## start Task input
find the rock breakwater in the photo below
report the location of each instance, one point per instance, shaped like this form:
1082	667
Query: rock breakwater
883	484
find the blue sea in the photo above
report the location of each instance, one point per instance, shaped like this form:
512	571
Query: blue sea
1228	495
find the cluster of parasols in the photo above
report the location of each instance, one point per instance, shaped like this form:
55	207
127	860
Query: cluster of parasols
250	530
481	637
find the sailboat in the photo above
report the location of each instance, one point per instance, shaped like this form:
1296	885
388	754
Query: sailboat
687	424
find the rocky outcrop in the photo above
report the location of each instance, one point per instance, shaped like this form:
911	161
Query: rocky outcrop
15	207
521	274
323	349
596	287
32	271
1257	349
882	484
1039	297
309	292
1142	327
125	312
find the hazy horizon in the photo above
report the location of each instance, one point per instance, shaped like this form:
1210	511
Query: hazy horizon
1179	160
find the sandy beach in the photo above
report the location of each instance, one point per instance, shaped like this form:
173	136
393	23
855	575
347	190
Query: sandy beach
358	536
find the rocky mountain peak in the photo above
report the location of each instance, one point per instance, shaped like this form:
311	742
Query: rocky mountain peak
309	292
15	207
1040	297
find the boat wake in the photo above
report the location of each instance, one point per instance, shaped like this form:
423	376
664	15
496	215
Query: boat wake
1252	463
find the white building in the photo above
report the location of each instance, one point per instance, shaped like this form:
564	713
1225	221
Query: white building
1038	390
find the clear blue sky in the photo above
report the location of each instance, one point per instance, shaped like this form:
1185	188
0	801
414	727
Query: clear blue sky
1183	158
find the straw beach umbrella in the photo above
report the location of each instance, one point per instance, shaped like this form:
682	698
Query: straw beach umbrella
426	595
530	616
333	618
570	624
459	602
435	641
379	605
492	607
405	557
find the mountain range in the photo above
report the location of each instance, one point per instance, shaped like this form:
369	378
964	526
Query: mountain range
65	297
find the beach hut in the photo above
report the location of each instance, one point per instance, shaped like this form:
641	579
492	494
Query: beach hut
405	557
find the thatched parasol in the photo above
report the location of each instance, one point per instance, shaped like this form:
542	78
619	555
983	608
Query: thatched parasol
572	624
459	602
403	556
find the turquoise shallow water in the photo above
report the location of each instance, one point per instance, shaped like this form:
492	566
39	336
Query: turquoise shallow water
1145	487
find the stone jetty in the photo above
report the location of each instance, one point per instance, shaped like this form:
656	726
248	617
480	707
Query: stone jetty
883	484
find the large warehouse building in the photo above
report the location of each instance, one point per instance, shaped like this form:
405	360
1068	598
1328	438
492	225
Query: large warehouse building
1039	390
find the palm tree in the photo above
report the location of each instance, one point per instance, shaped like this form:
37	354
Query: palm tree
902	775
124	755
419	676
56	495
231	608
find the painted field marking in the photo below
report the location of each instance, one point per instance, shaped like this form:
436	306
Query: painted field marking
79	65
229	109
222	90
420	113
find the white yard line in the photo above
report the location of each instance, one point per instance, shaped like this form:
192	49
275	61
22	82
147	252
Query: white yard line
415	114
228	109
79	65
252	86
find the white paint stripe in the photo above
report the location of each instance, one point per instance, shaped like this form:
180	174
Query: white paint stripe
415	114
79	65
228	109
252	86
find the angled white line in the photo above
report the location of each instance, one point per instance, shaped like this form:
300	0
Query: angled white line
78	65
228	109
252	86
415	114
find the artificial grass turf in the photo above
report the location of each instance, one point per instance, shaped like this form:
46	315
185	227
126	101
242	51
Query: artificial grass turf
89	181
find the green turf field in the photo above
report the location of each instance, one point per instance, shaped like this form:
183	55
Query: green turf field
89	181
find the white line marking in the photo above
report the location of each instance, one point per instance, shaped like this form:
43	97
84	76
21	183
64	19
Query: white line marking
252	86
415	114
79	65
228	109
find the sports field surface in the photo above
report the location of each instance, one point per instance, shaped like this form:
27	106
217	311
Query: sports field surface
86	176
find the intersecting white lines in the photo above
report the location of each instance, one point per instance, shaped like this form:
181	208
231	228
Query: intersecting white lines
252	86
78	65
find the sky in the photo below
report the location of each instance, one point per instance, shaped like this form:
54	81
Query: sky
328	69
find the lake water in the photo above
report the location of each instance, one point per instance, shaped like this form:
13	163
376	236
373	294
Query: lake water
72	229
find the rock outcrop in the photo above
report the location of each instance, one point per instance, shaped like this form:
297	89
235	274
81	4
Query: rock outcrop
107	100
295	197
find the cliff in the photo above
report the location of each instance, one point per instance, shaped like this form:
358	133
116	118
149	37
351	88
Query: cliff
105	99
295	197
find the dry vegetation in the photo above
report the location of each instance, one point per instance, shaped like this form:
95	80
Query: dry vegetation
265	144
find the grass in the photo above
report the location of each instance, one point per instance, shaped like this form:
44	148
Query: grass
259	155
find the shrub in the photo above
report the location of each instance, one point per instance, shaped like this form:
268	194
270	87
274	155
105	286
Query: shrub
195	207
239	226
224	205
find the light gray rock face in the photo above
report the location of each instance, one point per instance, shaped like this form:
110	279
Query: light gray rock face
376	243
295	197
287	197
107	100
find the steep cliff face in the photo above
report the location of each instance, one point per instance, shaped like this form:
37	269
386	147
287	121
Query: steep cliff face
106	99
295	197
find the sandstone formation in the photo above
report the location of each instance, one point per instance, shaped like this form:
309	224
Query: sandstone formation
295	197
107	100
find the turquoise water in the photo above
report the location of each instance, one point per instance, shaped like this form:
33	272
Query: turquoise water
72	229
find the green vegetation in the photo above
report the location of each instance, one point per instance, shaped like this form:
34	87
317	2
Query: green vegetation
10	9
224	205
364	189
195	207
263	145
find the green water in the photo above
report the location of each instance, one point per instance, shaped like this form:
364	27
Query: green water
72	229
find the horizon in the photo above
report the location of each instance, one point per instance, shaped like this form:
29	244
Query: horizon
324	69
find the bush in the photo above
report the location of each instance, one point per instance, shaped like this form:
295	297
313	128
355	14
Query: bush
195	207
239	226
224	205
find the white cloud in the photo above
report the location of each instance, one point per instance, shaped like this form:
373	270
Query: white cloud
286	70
## end Task input
→ Task to complete
Locate the line that contains "find the green water in the photo above", then please quote it and every line after it to the end of the entries above, exactly and with nothing else.

→ Correct output
find the green water in the photo above
report the location of each instance, one point per instance, shaped like this form:
364	27
Query: green water
72	229
find the horizon in the photo above
report the location of each instance, one point per instance, shaped like this form:
29	244
Query: horizon
324	69
find the bush in the photo above
report the location of each instance, one point per instance, shaped like this form:
295	297
313	128
355	14
Query: bush
195	207
239	226
224	205
find the white cloud in the photo above
report the location of each instance, one point per instance, shaped like this form:
373	270
Query: white cloud
286	70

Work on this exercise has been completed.